EXCERPT >>
Dingle, Barry (2005) from Tuna

Dingle, Barry is a zany comedy about date rape. Ponder that for a moment, and it will be obvious that this film wants to test the outside of the envelope of bad taste.

Barry Dingle is living at home, and spends every night in bars where he picks up women and seduces them. He uses drugs when necessary, and keeps a little black book of his conquests. Meanwhile, his mother has plans for him. She wants her son to woo the ugly daughter of a future US senator. Mom's archenemy on the Guggenheim museum board also wants her own son to woo the same young lady.

Barry ducks the ugly daughter and brings home a girl from a bar instead. She ends up charging him with date rape and he is convicted and subsequently sentenced to three years in prison. The only prison scene we see is him being raped by a big black cook while he is wearing a Chef Boyardee outfit. Meanwhile his rival has married the senator's daughter, but he dies of colon cancer, so she is free again, and her father is now running for president. Mom agrees to help Barry get even with the girl who sent him to jail as long as Barry promises to woo the candidate's daughter. Life gets worse for Barry and his mother when the rival mother teams up with the date-raped young lady, steals Barry's little black book, and recruits another willing victim to go after him.

The veteran actress Veronica Cartwright was strong as Barry's mother, but personally, I saw little reason to laugh.



  • widescreen transfer
  • brief cast interviews



  • Linda Sebastion and Melissa Siblia show their breasts.
  • There are two other women who appear together. One of them shows her breasts. (Either Elizabeth Boehmer or Tara Grodt)

The Critics Vote ...

  • No major reviews online


The People Vote ...

The meaning of the IMDb score: 7.5 usually indicates a level of excellence equivalent to about three and a half stars from the critics. 6.0 usually indicates lukewarm watchability, comparable to approximately two and a half stars from the critics. The fives are generally not worthwhile unless they are really your kind of material, equivalent to about a two star rating from the critics, or a C- from our system. Films rated below five are generally awful even if you like that kind of film - this score is roughly equivalent to one and a half stars from the critics or a D on our scale. (Possibly even less, depending on just how far below five the rating is.

Our own guideline:

  • A means the movie is so good it will appeal to you even if you hate the genre.

WHAT NEEDS TO BE DONE >>
Please continue the review of Dingle, Barry, picking up right after its last line.

LISTED ENTRIES >>

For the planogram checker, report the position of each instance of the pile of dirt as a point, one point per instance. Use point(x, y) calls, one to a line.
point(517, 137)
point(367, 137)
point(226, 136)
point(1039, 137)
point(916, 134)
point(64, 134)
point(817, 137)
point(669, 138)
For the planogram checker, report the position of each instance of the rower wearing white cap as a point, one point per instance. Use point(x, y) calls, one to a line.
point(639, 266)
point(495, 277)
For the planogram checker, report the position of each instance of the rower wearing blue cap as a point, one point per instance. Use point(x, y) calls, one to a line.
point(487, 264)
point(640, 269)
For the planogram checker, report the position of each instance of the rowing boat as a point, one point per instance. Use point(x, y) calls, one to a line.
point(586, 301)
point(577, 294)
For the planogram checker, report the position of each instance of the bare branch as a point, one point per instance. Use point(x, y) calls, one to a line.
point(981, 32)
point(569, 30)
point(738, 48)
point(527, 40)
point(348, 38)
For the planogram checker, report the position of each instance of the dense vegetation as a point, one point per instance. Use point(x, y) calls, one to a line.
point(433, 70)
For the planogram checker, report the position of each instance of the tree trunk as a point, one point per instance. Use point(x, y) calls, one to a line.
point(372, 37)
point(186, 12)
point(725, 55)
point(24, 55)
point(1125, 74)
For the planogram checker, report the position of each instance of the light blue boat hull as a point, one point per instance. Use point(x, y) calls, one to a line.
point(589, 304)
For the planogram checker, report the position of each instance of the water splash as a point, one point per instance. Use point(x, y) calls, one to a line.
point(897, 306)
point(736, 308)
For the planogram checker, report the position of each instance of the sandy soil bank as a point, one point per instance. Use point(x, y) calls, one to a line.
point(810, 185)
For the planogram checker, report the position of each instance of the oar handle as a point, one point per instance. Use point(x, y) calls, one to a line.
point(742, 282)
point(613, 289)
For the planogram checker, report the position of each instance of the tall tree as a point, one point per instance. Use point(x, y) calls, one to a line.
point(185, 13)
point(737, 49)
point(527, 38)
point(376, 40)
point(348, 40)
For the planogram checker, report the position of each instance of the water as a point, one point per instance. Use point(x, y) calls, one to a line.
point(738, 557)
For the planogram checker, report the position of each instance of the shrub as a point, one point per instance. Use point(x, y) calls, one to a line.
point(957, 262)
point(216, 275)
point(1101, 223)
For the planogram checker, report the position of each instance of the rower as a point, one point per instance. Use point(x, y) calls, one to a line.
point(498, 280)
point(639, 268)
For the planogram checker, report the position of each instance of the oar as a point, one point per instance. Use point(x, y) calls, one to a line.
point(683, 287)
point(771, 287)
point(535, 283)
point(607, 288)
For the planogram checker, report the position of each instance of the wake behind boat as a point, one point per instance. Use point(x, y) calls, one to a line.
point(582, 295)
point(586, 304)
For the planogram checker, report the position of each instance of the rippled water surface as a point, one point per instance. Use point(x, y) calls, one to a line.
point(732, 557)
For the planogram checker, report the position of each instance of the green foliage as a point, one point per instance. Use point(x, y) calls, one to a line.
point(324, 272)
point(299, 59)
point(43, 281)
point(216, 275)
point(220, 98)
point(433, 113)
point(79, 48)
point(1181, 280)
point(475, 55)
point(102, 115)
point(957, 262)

ANSWER BOX >>
  • B means the movie is not good enough to win you over if you hate the genre, but is good enough to do so if you have an open mind about this type of film. Any film rated B- or better is recommended for just about anyone. In order to rate at least a B-, a film should be both a critical and commercial success. Exceptions: (1) We will occasionally rate a film B- with good popular acceptance and bad reviews, if we believe the critics have severely underrated a film. (2) We may also assign a B- or better to a well-reviewed film which did not do well at the box office if we feel that the fault lay in the marketing of the film, and that the film might have been a hit if people had known about it. (Like, for example, The Waterdance.)
  • C+ means it has no crossover appeal, but will be considered excellent by people who enjoy this kind of movie. If this is your kind of movie, a C+ and an A are indistinguishable to you.
  • C means it is competent, but uninspired genre fare. People who like this kind of movie will think it satisfactory. Others probably will not.
  • C- indicates that it we found it to be a poor movie, but genre addicts find it watchable. Any film rated C- or better is recommended for fans of that type of film, but films with this rating should be approached with caution by mainstream audiences, who may find them incompetent or repulsive or both. If this is NOT your kind of movie, a C- and an E are indistinguishable to you.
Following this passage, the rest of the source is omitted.